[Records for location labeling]
-- begin --
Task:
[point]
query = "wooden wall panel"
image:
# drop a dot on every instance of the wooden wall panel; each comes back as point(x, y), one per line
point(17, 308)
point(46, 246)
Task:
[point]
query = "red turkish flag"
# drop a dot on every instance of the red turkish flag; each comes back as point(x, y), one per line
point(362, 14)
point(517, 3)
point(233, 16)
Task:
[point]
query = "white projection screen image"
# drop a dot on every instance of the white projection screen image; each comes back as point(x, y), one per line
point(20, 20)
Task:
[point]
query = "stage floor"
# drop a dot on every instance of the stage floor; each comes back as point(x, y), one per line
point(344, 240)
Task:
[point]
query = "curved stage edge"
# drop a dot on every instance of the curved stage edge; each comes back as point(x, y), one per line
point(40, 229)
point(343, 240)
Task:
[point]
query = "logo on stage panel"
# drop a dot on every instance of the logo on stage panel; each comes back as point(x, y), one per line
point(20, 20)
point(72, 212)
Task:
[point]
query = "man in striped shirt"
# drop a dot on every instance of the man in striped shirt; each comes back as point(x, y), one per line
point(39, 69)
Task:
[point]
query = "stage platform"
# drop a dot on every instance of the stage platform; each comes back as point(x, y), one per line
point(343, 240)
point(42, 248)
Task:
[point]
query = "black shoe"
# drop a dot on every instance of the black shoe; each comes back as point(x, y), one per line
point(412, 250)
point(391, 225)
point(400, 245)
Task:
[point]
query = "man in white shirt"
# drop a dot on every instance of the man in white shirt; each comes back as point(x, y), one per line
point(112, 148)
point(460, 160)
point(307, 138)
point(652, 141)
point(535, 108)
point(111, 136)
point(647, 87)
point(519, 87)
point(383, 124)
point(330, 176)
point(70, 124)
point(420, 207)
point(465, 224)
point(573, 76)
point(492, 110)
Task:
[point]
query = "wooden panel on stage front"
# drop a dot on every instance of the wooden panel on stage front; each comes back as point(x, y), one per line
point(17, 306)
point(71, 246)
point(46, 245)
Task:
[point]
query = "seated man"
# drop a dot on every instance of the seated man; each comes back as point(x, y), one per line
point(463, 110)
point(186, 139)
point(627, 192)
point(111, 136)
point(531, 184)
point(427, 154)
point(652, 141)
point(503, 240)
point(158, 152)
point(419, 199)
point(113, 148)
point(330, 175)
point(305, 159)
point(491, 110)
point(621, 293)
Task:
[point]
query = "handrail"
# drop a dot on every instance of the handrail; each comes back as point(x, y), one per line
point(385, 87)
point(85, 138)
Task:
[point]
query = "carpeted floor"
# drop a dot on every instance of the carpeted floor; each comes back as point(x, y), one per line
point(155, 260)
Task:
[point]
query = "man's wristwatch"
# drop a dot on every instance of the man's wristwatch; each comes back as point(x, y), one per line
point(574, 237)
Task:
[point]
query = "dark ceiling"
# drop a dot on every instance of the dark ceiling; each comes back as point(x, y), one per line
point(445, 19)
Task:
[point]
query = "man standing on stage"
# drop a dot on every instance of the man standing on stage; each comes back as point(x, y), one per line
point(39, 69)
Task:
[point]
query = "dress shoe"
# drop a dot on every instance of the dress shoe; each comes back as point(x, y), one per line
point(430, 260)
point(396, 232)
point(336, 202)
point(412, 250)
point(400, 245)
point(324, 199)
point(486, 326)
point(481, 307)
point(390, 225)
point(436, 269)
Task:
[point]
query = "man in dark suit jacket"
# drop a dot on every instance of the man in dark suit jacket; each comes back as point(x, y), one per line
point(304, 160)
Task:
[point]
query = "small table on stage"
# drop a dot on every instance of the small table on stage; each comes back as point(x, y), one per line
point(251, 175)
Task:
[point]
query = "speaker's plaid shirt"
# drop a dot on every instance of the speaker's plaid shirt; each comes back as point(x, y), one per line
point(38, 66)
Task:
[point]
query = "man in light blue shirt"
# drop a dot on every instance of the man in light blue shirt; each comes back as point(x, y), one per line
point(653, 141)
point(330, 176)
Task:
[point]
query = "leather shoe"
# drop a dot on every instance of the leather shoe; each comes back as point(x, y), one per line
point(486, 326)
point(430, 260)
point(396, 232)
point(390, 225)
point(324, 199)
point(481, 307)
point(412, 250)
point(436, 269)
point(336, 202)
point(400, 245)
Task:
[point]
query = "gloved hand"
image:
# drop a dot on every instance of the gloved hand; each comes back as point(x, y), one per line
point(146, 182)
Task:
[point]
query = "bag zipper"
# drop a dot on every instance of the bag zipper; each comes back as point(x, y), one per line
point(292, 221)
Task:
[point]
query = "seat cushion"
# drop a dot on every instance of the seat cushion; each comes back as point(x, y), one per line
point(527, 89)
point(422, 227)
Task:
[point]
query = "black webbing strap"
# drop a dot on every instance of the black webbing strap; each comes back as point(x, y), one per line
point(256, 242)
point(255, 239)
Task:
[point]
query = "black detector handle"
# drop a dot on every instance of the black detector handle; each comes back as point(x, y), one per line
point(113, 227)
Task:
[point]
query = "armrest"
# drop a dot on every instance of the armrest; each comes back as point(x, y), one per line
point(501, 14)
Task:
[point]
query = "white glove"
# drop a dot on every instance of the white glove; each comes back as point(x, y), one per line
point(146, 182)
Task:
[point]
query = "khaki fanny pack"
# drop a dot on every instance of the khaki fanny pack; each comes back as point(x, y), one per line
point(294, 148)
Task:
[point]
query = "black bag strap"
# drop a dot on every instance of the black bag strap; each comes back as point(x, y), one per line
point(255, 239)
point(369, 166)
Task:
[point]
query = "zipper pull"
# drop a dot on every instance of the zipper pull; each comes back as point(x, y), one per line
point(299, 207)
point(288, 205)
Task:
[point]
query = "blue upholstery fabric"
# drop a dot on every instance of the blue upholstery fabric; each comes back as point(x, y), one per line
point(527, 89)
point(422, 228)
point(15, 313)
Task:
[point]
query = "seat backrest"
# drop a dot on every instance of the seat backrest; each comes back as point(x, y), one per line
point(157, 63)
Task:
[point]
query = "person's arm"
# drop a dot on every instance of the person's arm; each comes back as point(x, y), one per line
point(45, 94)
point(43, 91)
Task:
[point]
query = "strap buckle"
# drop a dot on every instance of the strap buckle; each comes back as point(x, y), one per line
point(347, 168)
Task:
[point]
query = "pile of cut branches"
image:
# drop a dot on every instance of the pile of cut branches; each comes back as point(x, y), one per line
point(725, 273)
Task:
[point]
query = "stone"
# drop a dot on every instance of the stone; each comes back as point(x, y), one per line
-- end --
### Exercise objective:
Print all of the entries above again, unchanged and line for line.

### Answer in full:
Task:
[point]
query = "wooden wall panel"
image:
# drop a dot on every instance of the wooden wall panel; each comes back as point(x, y), one per line
point(17, 308)
point(46, 246)
Task:
[point]
query = "red turkish flag"
# drop a dot on every instance of the red turkish flag; each comes back as point(x, y), one per line
point(362, 14)
point(517, 3)
point(233, 16)
Task:
[point]
query = "white projection screen image"
# drop a dot on every instance of the white projection screen image; each comes back as point(x, y), one per line
point(20, 20)
Task:
[point]
query = "stage floor"
# drop a dot on every instance of the stage floor; each comes back as point(x, y), one per line
point(344, 240)
Task:
[point]
query = "curved stage edge"
# drop a dot on every instance of the curved stage edge; each comes back as point(x, y), one per line
point(40, 229)
point(343, 240)
Task:
[point]
query = "logo on stage panel"
# drop a dot on every instance of the logo on stage panel; each comes back as point(x, y), one per line
point(20, 20)
point(72, 212)
Task:
[point]
query = "man in striped shirt"
# drop a dot on every instance of the man in striped shirt; each comes back as point(x, y), one per line
point(39, 69)
Task:
[point]
query = "stage platform"
# drop a dot on every instance of the stage platform; each comes back as point(x, y), one per line
point(343, 240)
point(42, 248)
Task:
[point]
query = "black shoe"
# drop a dot on every instance of the black shoe; each comes back as point(x, y), one per line
point(412, 250)
point(391, 225)
point(400, 245)
Task:
[point]
query = "man in white shirt"
# drop a dot on every instance of the man in white shirt; each comes back as point(x, y), one per line
point(112, 148)
point(460, 160)
point(307, 138)
point(652, 141)
point(535, 108)
point(111, 136)
point(647, 87)
point(519, 87)
point(383, 124)
point(330, 176)
point(70, 124)
point(420, 207)
point(465, 224)
point(573, 76)
point(492, 110)
Task:
[point]
query = "wooden panel on stage front"
# drop a dot on every instance of the wooden panel on stage front; each comes back as point(x, y), one per line
point(17, 306)
point(71, 246)
point(46, 245)
Task:
[point]
query = "seated man"
# drop a dot on every instance of the seated man; each comes back as point(x, y), one per line
point(463, 110)
point(186, 139)
point(627, 192)
point(111, 136)
point(531, 184)
point(427, 154)
point(652, 141)
point(503, 240)
point(158, 152)
point(419, 199)
point(113, 148)
point(330, 175)
point(305, 159)
point(491, 110)
point(621, 293)
Task:
[point]
query = "handrail"
# drop a dot on every instance of the handrail; each comes back as point(x, y), one per line
point(385, 87)
point(85, 138)
Task:
[point]
query = "carpeted floor"
# drop a dot on every instance of the carpeted floor; each comes back as point(x, y), one per line
point(155, 260)
Task:
[point]
query = "man's wristwatch"
# drop a dot on every instance of the man's wristwatch; each comes back as point(x, y), one per line
point(574, 237)
Task:
[point]
query = "dark ceiling"
# drop a dot on every instance of the dark ceiling; each comes back as point(x, y), one per line
point(445, 19)
Task:
[point]
query = "man standing on stage"
# drop a dot on every instance of the man standing on stage; each comes back as point(x, y), one per line
point(39, 69)
Task:
[point]
query = "dress shoe"
# drop a dot on every instance of the dress shoe; each comes back as point(x, y), one per line
point(430, 260)
point(396, 232)
point(336, 202)
point(412, 250)
point(400, 245)
point(324, 199)
point(486, 326)
point(481, 307)
point(390, 225)
point(436, 269)
Task:
[point]
query = "man in dark suit jacket"
# drop a dot on every instance of the man in dark suit jacket; each comes back as point(x, y), one per line
point(304, 160)
Task:
[point]
query = "small table on stage"
# drop a dot on every instance of the small table on stage; each comes back as point(x, y), one per line
point(251, 175)
Task:
[point]
query = "speaker's plaid shirt"
# drop a dot on every instance of the speaker's plaid shirt; each comes back as point(x, y), one per line
point(38, 66)
Task:
[point]
query = "man in light blue shirt"
# drop a dot on every instance of the man in light blue shirt; each comes back as point(x, y), one per line
point(653, 141)
point(330, 176)
Task:
[point]
query = "leather shoe"
# drop a dot on every instance of the leather shoe; each comes back as point(x, y), one per line
point(486, 326)
point(430, 260)
point(396, 232)
point(390, 225)
point(324, 199)
point(481, 307)
point(412, 250)
point(436, 269)
point(336, 202)
point(400, 245)
Task:
[point]
query = "gloved hand"
image:
# drop a dot on every instance of the gloved hand; each comes back as point(x, y), one per line
point(146, 182)
Task:
[point]
query = "bag zipper"
# drop a dot on every instance of the bag zipper; each comes back as point(x, y), one per line
point(292, 221)
Task:
[point]
query = "seat cushion"
# drop a dot on every instance of the seat cushion; each comes back as point(x, y), one per line
point(527, 89)
point(422, 227)
Task:
[point]
query = "black webbing strap"
# drop a dot on every instance of the black webbing strap; each comes back as point(x, y), one per line
point(256, 242)
point(255, 239)
Task:
[point]
query = "black detector handle"
# drop a dot on every instance of the black detector handle; each comes back as point(x, y), one per line
point(113, 227)
Task:
[point]
query = "armrest"
# drop a dot on every instance of the armrest; each comes back as point(x, y), one per line
point(501, 14)
Task:
[point]
query = "white glove"
# drop a dot on every instance of the white glove; each comes back as point(x, y), one per line
point(146, 182)
Task:
[point]
query = "khaki fanny pack"
# drop a dot on every instance of the khaki fanny pack; each comes back as point(x, y), one per line
point(294, 148)
Task:
[point]
query = "black bag strap"
# drop a dot on every instance of the black bag strap; each comes back as point(x, y), one per line
point(255, 239)
point(369, 166)
Task:
[point]
query = "zipper pull"
# drop a dot on every instance of the zipper pull; each comes back as point(x, y), one per line
point(299, 207)
point(288, 205)
Task:
[point]
query = "blue upholstery fabric"
# drop a dot on every instance of the blue upholstery fabric; each comes back as point(x, y), one per line
point(527, 89)
point(422, 228)
point(15, 313)
Task:
[point]
query = "seat backrest"
# drop a dot on every instance of the seat backrest; each comes back as point(x, y), one per line
point(157, 63)
Task:
[point]
query = "person's arm"
# drop a dot on every instance of the person's arm; each comes back as point(x, y), one per line
point(45, 94)
point(43, 91)
Task:
[point]
query = "strap buckle"
# drop a dot on every instance of the strap buckle; each comes back as point(x, y), one per line
point(347, 168)
Task:
[point]
query = "pile of cut branches"
image:
# drop a dot on every instance of the pile of cut branches; each comes back as point(x, y), one per line
point(725, 273)
Task:
[point]
query = "stone"
# drop a dot on every instance of the stone; each comes back as point(x, y), one per line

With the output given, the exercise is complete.